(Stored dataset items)

--

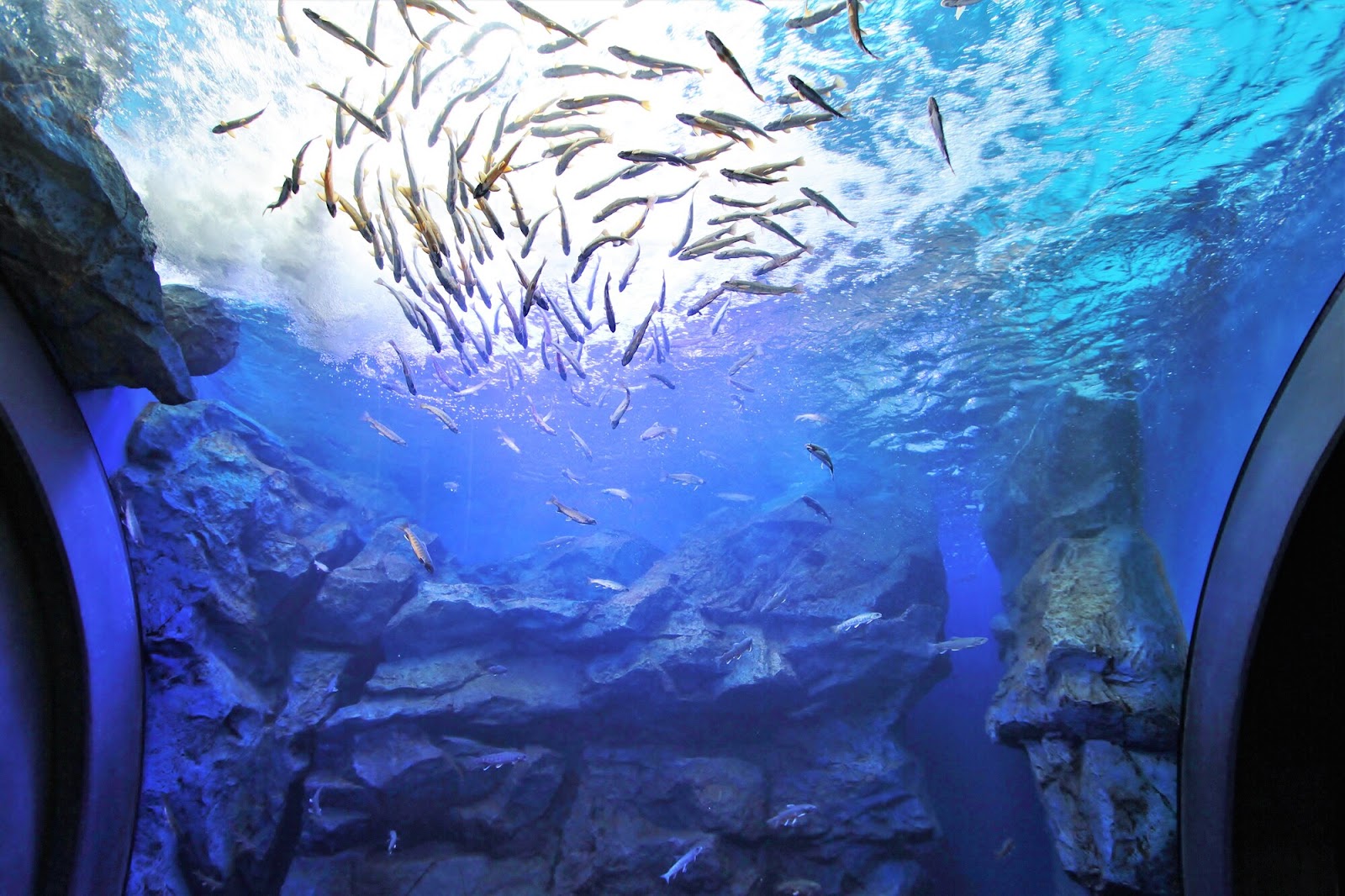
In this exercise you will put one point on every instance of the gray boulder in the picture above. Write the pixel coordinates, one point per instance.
(78, 255)
(203, 329)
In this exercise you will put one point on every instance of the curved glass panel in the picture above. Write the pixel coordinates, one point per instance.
(757, 445)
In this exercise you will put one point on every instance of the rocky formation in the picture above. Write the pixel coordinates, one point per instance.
(78, 257)
(203, 329)
(1094, 646)
(327, 716)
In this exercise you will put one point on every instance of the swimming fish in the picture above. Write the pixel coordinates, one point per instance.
(815, 18)
(813, 96)
(856, 31)
(736, 651)
(622, 408)
(936, 125)
(818, 509)
(822, 202)
(444, 419)
(345, 37)
(790, 815)
(856, 622)
(419, 549)
(683, 864)
(958, 643)
(580, 517)
(638, 336)
(820, 454)
(529, 13)
(225, 127)
(657, 430)
(726, 58)
(383, 430)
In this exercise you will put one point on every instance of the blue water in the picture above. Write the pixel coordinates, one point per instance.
(1147, 203)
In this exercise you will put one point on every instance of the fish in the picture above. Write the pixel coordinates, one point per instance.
(735, 121)
(822, 202)
(560, 541)
(736, 651)
(383, 430)
(573, 71)
(746, 177)
(286, 34)
(936, 125)
(654, 156)
(757, 288)
(131, 521)
(444, 419)
(509, 443)
(580, 443)
(529, 13)
(501, 759)
(820, 454)
(958, 643)
(225, 127)
(607, 304)
(286, 192)
(345, 37)
(726, 58)
(576, 515)
(856, 31)
(683, 864)
(657, 430)
(569, 42)
(856, 622)
(419, 549)
(686, 233)
(407, 369)
(790, 815)
(353, 112)
(565, 228)
(638, 336)
(814, 19)
(650, 62)
(799, 120)
(818, 509)
(600, 100)
(622, 408)
(813, 96)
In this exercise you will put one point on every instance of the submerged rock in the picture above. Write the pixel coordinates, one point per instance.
(78, 255)
(1094, 646)
(206, 333)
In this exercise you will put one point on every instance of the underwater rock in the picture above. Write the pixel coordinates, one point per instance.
(1113, 814)
(230, 528)
(203, 329)
(1093, 692)
(78, 253)
(358, 599)
(1100, 650)
(1078, 470)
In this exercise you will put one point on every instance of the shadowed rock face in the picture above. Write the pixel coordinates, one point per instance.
(77, 253)
(1094, 646)
(314, 690)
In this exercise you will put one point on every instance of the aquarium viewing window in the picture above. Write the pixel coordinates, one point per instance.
(710, 447)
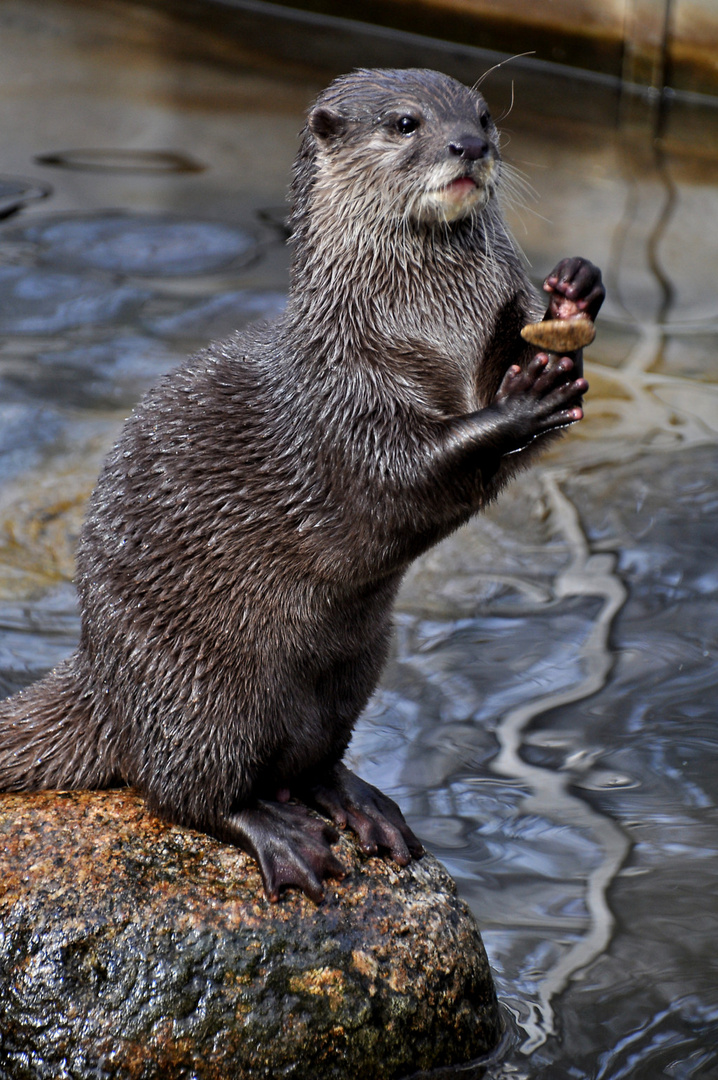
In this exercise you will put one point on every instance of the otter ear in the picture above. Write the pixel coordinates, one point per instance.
(326, 123)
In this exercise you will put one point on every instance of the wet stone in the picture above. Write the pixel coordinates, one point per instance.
(145, 244)
(217, 315)
(135, 948)
(44, 301)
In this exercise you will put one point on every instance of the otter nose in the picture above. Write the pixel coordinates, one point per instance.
(469, 147)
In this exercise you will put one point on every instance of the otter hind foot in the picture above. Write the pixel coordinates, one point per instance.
(290, 845)
(376, 819)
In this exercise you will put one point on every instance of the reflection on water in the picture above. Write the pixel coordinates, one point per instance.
(547, 717)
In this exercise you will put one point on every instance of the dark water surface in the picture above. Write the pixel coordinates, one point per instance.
(547, 719)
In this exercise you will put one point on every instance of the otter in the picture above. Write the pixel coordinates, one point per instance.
(248, 531)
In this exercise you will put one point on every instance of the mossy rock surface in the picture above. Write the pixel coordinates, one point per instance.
(132, 948)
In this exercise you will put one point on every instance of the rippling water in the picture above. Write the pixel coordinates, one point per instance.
(547, 718)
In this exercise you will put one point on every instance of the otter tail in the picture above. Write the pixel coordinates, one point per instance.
(51, 736)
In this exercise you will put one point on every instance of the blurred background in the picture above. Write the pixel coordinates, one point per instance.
(547, 719)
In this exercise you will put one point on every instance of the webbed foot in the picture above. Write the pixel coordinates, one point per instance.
(290, 845)
(376, 819)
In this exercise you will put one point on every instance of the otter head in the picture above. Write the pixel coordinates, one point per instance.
(411, 147)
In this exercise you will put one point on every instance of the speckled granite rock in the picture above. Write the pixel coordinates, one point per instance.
(132, 948)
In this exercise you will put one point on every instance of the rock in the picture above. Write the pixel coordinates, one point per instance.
(130, 948)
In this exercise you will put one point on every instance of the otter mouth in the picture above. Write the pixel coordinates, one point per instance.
(459, 198)
(459, 188)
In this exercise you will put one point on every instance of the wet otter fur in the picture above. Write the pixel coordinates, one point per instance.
(249, 530)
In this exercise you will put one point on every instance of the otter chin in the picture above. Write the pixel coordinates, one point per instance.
(457, 199)
(251, 528)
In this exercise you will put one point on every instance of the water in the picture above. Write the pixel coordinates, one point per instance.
(547, 716)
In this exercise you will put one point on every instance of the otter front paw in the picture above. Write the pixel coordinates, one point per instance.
(576, 286)
(290, 845)
(376, 819)
(537, 400)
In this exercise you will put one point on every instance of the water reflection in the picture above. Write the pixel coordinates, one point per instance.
(547, 716)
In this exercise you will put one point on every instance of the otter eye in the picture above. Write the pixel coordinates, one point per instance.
(406, 124)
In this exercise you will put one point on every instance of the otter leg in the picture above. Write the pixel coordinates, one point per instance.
(376, 819)
(290, 845)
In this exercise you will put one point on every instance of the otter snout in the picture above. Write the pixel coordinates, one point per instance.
(470, 147)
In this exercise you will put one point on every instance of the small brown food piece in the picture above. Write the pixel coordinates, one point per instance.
(560, 335)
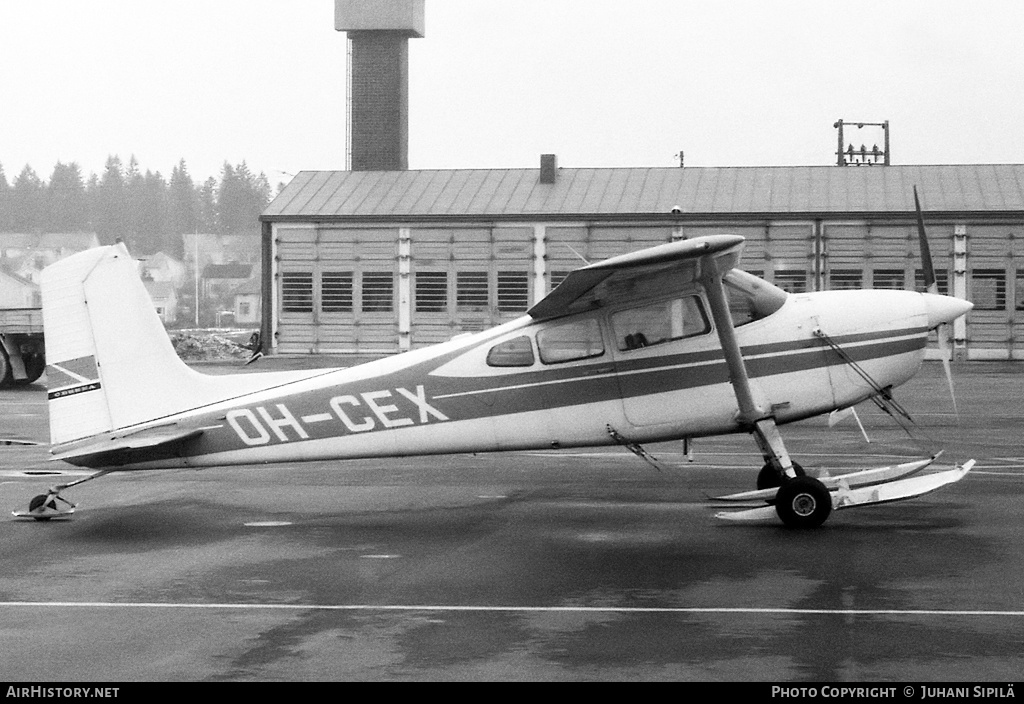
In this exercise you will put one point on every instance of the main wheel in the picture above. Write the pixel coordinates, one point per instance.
(768, 478)
(803, 502)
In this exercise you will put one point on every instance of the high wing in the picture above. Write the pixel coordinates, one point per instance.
(622, 276)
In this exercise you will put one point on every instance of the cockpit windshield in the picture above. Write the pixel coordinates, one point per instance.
(751, 298)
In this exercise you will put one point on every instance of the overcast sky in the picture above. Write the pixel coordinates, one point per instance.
(496, 83)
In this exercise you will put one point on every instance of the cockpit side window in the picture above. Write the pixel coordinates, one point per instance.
(751, 298)
(570, 341)
(658, 322)
(514, 352)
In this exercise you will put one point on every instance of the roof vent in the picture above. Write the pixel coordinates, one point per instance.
(549, 168)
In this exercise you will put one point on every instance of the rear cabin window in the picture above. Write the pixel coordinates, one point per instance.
(514, 352)
(659, 322)
(570, 341)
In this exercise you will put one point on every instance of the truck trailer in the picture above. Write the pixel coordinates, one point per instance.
(23, 355)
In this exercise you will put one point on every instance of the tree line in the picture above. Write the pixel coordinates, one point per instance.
(143, 210)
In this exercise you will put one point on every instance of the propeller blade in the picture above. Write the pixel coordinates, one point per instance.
(933, 288)
(926, 252)
(944, 350)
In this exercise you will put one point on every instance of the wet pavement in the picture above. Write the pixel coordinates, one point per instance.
(542, 566)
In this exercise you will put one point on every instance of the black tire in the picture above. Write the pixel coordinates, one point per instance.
(35, 364)
(37, 501)
(803, 502)
(768, 478)
(5, 374)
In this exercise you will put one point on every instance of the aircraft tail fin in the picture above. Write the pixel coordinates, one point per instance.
(111, 364)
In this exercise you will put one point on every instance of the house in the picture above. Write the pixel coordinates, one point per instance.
(165, 300)
(163, 267)
(247, 302)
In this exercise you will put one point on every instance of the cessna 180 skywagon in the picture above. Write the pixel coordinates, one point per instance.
(672, 342)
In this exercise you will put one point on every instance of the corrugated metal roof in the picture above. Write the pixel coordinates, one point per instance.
(697, 190)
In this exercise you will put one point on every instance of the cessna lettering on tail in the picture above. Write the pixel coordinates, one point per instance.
(357, 412)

--

## WHAT IS REQUIRED
A word-for-word restatement of all the lines above is needed, with the pictures omitted.

## EXERCISE ANSWER
In this exercise you will put one point on every instance of the gray boulder in the picture above. Write the pixel coordinates, one point per instance.
(78, 255)
(203, 329)
In this exercise you will put one point on every instance of the curved glass panel in the picture above. Write the pixel coordinates, one point per instance.
(757, 445)
In this exercise you will put one point on every instance of the rocky formation in the picture above. Write the pixel coordinates, one point per instance.
(78, 257)
(203, 329)
(1094, 646)
(327, 716)
In this exercise you will put one point on every instance of the swimming fish in the picture above. Write the pixel coordinates, one point per instance.
(815, 18)
(813, 96)
(856, 31)
(736, 651)
(622, 408)
(936, 125)
(818, 509)
(822, 202)
(444, 419)
(345, 37)
(790, 815)
(856, 622)
(419, 549)
(683, 864)
(958, 643)
(580, 517)
(638, 336)
(820, 454)
(529, 13)
(225, 127)
(657, 430)
(726, 58)
(383, 430)
In this exercise you will put one point on every instance of the blue water in the picture above. Write the pixel coordinates, one point per instance.
(1147, 203)
In this exercise you will put one point on every instance of the fish in the picture above. Write the pixel coordinates, one point per instance.
(735, 121)
(822, 202)
(560, 541)
(736, 651)
(383, 430)
(573, 71)
(746, 177)
(286, 34)
(936, 125)
(654, 156)
(757, 288)
(131, 521)
(444, 419)
(509, 443)
(580, 443)
(529, 13)
(501, 759)
(820, 454)
(958, 643)
(225, 127)
(607, 304)
(286, 192)
(345, 37)
(726, 58)
(576, 515)
(856, 31)
(683, 864)
(657, 430)
(569, 42)
(856, 622)
(419, 549)
(686, 233)
(407, 369)
(790, 815)
(353, 112)
(565, 228)
(638, 336)
(814, 19)
(650, 62)
(799, 120)
(818, 509)
(600, 100)
(622, 408)
(813, 96)
In this exercise you will put one point on every instance of the submerged rock in the picture above. Write the pixel coordinates, one point per instance.
(78, 255)
(1094, 646)
(206, 333)
In this exercise you will put one point on every instance of the underwater rock in the picture above. Write the pixel coordinates, one point per instance.
(1113, 814)
(230, 528)
(203, 329)
(1093, 692)
(78, 253)
(358, 599)
(1100, 650)
(1078, 470)
In this exercise you will put one point on every instance of the shadowed rock face in the picture above. Write the pixel coordinates, one point per instance.
(77, 253)
(1094, 646)
(314, 690)
In this exercise you will put one point on every instance of the aquarium viewing window in the picture above. Write the pixel coordinates, one point per instance.
(710, 447)
In this exercise you will put one point on every instance of the otter ear in the picture above. Write the pixel coordinates, one point per instance.
(326, 123)
In this exercise you will put one point on every instance of the wet stone in the picture above. Write the pixel coordinates, one point per instance.
(145, 244)
(217, 315)
(135, 948)
(44, 301)
In this exercise you will put one point on every instance of the otter nose in the picture above. Write the pixel coordinates, one point per instance.
(469, 147)
In this exercise you will put one point on every instance of the otter hind foot in the picture above. Write the pixel coordinates, one point per instance.
(290, 845)
(376, 819)
In this exercise you will put one point on every instance of the reflection on water in the picture above. Write the pixel coordinates, one point per instance.
(547, 717)
In this exercise you will put one point on every instance of the dark water surface in the picture above. Write the pixel coordinates, one point per instance.
(547, 719)
In this exercise you will put one point on every instance of the otter in the picture above. Write the pixel coordinates, one point per instance.
(248, 531)
In this exercise you will put one point on every instance of the mossy rock surface in the picture above. Write the pixel coordinates, one point per instance.
(132, 948)
In this exercise you will put one point on every instance of the rippling water in the picture above. Write the pixel coordinates, one point per instance.
(547, 718)
In this exercise you will put one point on every instance of the otter tail in the picture above. Write the pixel coordinates, one point per instance.
(51, 736)
In this exercise you will put one point on every instance of the blurred background in the picture above. Write the pixel coordinates, one point per instance.
(547, 719)
In this exercise you will put one point on every instance of the webbed foot in the picture above. Write the pixel coordinates, one point per instance.
(290, 845)
(376, 819)
In this exercise you will put one point on every instance of the otter head in the picture above. Write the pixel coordinates, one point per instance.
(411, 147)
In this exercise you will put one point on every instance of the speckled granite rock in the picture above. Write the pixel coordinates, one point per instance.
(132, 948)
In this exercise you will put one point on every instance of the rock in the picture above. Write the pixel coordinates, one point per instance.
(130, 948)
In this exercise you will put one point on every instance of the otter mouth in the picture above. Write the pixel coordinates, one point per instance.
(459, 198)
(459, 188)
In this exercise you will put one point on every instance of the wet otter fur in the picture above. Write the pixel coordinates, one point per instance.
(249, 530)
In this exercise you will put one point on every instance of the otter chin in the picture above. Write the pixel coordinates, one point per instance.
(457, 199)
(251, 528)
In this exercise you will put one point on every instance of the water in the picture above. Write the pixel coordinates, one point per instance.
(547, 716)
In this exercise you will put one point on every instance of the otter front paw in the picture above. Write the pixel coordinates, one point per instance.
(576, 286)
(290, 845)
(376, 819)
(537, 400)
In this exercise you will put one point on every instance of the water reflection in the picture above. Write the pixel coordinates, one point per instance.
(547, 716)
In this exercise you will put one point on every instance of the otter eye in the picture above. Write the pixel coordinates, one point per instance.
(406, 124)
In this exercise you will put one point on every instance of the otter leg in the picture above. Write the pixel coordinates, one point per instance.
(376, 819)
(290, 845)
In this exercise you will put one point on every instance of the otter snout in the picture above. Write the pixel coordinates, one point per instance.
(470, 147)
In this exercise you will put one point on every instance of the small brown food piece in the picture above. Write the pixel coordinates, one point per instance.
(560, 335)
In this exercise you will put one point on every instance of the main wheel in the picture above. Write the pixel coordinates, one point per instance.
(768, 478)
(803, 502)
In this exercise you will put one point on every instance of the high wing in the picture above. Write the pixel coordinates, one point per instance.
(622, 276)
In this exercise you will put one point on every instance of the cockpit windshield in the picture above. Write the pixel coordinates, one point per instance.
(751, 298)
In this exercise you will put one point on every instance of the overcast sky in the picture above. Write the pixel coordinates, one point per instance.
(496, 83)
In this exercise you will put one point on every instance of the cockpit side window in the picture above. Write the pixel coordinates, one point per instance.
(751, 298)
(570, 341)
(658, 322)
(514, 352)
In this exercise you will put one point on every instance of the roof vent in the picture above. Write the pixel coordinates, one point per instance.
(549, 168)
In this exercise you will put one point on every instance of the rear cabin window in the picture above. Write the pixel coordinates, one point per instance.
(514, 352)
(659, 322)
(570, 341)
In this exercise you will put one point on every instance of the truck trailer in the picture above. Write the pixel coordinates, one point per instance.
(23, 355)
In this exercise you will put one point on every instance of the tree line in the picture above. Write the pixel coordinates, one point per instance.
(143, 210)
In this exercise you will put one point on every instance of the propeller blade in the picture above. Write the pixel coordinates, one point per instance.
(933, 288)
(926, 252)
(944, 350)
In this exercise you will put one point on every instance of the wet pavement in the picture above. Write the pixel coordinates, one point per instance.
(542, 566)
In this exercise you will put one point on every instance of the black tire in the picture above. Write the pixel coordinates, one point per instance.
(35, 364)
(37, 501)
(803, 502)
(768, 478)
(5, 374)
In this exercise you will put one point on every instance of the aircraft tail fin in the picture above. Write the pixel coordinates, one point per instance.
(111, 364)
In this exercise you will put one point on every instance of the house in the picture above. Write the pixel coordinates, one point per instance.
(165, 300)
(163, 267)
(247, 302)
In this exercise you will put one point on every instance of the cessna 180 skywagon in the picture above. Write the pixel coordinates, one point per instance.
(672, 342)
In this exercise you will put one point on every instance of the corrugated metal roof in the picture above. Write the pixel coordinates, one point per instance.
(697, 190)
In this exercise you will put one point on every instance of the cessna lettering on tail in the picture above. Write the pixel coordinates, one point per instance.
(357, 412)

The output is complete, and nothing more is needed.